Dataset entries
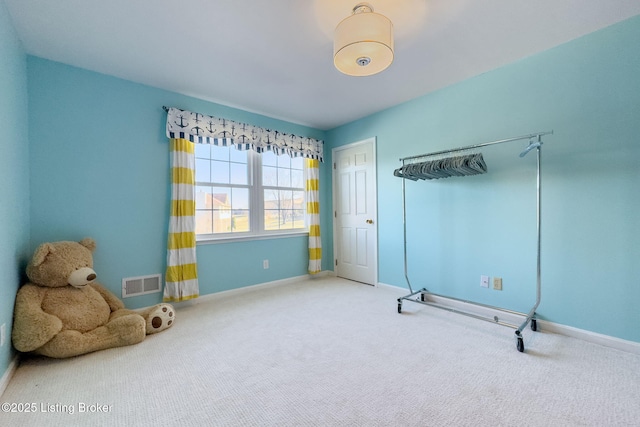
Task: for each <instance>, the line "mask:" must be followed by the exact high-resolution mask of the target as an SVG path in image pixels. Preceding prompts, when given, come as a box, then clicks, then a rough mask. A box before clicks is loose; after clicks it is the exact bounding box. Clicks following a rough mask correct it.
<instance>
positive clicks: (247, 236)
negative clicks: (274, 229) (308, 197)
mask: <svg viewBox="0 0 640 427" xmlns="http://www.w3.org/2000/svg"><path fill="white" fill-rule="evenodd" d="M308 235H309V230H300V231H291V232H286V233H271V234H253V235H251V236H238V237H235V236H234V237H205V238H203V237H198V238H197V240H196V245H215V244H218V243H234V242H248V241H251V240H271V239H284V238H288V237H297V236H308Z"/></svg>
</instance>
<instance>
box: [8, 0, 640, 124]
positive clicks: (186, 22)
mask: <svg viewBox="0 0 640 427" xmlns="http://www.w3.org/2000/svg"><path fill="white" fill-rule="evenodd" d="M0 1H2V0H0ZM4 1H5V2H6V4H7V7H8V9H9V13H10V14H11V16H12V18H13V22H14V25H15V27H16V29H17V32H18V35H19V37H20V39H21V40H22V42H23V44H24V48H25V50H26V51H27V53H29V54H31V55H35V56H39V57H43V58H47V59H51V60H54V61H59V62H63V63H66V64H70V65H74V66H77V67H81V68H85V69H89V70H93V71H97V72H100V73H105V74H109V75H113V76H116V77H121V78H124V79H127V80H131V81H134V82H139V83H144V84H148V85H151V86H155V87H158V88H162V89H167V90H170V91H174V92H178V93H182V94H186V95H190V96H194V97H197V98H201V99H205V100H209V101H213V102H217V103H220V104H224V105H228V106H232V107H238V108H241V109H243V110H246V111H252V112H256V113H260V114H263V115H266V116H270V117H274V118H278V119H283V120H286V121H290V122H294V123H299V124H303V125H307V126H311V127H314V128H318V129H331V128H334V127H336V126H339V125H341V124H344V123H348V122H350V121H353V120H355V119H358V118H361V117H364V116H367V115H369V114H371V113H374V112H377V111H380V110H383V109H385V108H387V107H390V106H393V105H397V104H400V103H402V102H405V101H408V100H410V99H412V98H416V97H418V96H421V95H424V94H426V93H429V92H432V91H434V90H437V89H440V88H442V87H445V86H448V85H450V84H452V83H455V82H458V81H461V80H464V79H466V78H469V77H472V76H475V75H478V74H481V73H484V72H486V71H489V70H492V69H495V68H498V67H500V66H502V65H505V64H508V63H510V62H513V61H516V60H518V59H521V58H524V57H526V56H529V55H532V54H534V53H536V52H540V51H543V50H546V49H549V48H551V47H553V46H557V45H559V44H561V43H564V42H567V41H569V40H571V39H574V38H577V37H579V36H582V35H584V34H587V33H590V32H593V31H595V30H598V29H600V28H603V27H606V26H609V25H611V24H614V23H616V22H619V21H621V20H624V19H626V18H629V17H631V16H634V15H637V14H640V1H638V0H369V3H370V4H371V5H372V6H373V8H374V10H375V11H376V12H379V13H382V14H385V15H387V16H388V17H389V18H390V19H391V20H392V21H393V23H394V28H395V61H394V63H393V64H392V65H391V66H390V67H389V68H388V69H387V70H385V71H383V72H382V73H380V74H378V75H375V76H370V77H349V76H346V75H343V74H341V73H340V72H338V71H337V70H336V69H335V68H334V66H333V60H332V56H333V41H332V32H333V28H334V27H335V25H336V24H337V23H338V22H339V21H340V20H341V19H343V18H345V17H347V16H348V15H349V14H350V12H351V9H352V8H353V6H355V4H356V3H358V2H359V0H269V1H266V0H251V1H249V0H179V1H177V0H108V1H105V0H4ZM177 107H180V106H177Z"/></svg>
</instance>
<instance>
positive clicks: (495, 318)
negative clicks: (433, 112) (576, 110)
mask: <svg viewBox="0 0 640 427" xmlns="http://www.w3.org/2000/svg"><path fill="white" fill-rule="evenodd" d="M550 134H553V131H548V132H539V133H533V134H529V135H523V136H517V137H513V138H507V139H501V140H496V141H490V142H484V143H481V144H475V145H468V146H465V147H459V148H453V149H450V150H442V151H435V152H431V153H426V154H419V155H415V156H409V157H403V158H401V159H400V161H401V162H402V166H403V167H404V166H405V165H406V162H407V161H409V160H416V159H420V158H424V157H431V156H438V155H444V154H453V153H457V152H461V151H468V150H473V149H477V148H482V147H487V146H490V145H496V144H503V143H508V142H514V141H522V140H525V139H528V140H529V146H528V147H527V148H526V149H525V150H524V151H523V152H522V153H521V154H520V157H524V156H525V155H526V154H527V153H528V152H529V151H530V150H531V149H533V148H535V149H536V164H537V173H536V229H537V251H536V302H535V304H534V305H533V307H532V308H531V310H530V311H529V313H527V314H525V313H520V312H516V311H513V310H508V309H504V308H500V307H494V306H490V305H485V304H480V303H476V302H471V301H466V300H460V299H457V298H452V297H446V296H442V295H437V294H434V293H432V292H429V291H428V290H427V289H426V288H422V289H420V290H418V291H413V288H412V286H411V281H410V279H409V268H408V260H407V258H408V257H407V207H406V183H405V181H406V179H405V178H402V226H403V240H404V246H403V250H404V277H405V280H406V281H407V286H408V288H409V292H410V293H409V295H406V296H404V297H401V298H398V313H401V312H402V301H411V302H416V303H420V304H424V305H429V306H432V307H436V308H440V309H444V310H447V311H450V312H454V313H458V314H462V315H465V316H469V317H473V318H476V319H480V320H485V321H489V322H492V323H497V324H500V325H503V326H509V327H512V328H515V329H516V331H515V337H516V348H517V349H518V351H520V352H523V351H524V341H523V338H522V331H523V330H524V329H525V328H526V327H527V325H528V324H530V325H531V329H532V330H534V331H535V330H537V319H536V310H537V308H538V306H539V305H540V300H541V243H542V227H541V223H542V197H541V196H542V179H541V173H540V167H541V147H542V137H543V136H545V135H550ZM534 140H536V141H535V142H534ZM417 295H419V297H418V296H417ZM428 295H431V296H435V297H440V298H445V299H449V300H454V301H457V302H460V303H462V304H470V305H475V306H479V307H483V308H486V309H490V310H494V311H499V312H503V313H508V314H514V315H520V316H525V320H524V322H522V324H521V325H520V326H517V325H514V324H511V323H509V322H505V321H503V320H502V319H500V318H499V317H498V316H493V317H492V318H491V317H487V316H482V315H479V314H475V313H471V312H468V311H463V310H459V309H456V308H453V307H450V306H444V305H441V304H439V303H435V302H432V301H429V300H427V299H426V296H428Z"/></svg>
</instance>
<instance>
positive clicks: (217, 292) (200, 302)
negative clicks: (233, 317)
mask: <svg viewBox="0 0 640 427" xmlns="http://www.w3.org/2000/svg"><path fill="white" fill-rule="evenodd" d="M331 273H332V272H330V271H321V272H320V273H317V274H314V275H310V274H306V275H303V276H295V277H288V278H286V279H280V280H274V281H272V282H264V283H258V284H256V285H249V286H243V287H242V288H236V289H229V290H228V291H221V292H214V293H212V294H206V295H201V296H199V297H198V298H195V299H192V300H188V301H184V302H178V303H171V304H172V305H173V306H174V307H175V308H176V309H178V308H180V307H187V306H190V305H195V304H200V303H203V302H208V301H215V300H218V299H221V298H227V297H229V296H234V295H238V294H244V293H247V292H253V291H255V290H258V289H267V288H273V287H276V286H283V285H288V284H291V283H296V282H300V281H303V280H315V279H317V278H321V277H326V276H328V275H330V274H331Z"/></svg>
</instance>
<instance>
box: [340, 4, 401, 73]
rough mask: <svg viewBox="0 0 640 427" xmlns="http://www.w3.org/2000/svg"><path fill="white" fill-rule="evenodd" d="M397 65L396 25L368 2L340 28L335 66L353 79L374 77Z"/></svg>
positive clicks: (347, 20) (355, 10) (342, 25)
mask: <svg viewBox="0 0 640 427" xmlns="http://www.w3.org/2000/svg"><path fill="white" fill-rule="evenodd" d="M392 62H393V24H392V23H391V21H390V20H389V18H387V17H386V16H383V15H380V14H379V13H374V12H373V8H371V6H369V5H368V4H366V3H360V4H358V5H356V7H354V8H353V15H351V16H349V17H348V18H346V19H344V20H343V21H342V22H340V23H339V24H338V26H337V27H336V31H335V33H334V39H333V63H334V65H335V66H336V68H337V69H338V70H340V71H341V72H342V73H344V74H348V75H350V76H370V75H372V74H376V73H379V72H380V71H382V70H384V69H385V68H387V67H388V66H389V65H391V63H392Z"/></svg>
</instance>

...

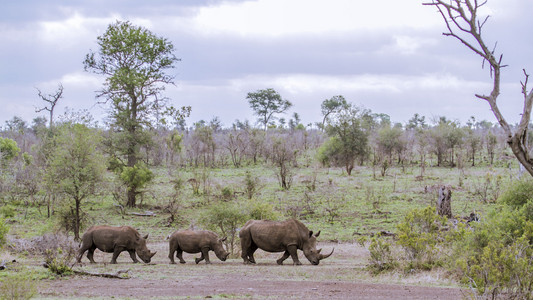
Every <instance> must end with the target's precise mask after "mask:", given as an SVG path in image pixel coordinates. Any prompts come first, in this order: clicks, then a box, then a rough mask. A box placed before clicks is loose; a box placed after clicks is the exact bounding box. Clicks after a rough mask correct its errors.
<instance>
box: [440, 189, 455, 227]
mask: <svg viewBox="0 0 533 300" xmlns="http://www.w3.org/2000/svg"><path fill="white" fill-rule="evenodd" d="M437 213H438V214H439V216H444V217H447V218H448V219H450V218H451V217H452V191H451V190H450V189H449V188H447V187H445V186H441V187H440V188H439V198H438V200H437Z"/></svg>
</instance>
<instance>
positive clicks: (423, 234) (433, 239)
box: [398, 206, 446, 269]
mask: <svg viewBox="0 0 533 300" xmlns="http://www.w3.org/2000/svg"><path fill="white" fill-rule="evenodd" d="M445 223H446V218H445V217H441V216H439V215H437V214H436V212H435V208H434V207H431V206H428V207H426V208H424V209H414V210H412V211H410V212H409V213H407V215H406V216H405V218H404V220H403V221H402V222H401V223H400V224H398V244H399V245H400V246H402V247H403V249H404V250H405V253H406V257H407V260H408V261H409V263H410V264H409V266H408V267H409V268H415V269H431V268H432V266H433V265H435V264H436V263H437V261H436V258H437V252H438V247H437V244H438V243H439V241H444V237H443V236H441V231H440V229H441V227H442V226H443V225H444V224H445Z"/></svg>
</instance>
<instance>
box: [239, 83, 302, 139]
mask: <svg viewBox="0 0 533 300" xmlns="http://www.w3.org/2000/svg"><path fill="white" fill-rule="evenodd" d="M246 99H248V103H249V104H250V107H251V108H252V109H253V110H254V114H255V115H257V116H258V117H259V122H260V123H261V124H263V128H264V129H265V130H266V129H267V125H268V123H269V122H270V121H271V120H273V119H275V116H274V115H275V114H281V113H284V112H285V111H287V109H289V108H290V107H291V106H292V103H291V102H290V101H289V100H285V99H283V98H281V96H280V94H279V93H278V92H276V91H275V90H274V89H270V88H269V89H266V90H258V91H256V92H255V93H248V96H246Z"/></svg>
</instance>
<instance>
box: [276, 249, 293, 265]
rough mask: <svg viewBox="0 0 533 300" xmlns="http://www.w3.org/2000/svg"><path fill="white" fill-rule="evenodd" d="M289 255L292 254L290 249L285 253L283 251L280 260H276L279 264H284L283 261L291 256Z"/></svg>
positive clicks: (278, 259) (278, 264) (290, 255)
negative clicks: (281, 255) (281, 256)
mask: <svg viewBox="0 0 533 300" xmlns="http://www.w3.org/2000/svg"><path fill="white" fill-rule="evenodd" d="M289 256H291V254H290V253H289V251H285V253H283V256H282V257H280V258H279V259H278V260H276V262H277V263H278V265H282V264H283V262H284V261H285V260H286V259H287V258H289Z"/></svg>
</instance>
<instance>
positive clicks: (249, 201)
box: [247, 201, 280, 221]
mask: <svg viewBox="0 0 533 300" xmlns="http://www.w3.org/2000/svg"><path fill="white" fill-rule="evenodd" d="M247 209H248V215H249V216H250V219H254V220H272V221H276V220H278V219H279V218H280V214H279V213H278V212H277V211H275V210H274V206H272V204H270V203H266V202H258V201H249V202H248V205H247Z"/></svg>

Activity: Find every line in the material above that contains the word "come" and copy each one out in full. Matching is case-sensitive.

Answer section:
Task: for each <instance>, the line "mask:" must be followed by the exact high-resolution mask of the target as an SVG path in image pixels. Preceding prompts, when given, come as a box, then clicks, then a rough mask. A box before clicks is loose; after clicks it is the exact bounding box. Clicks following a rough mask correct it.
Every <instance> must end with the target's precise mask after "mask:", given as an SVG path in image pixel coordinates. Any prompts come first, in this order: clicks, then a box, then a rough mask. A box placed before clicks is loose; a box placed after clicks is the exact bounding box. Clicks after a rough mask correct its errors.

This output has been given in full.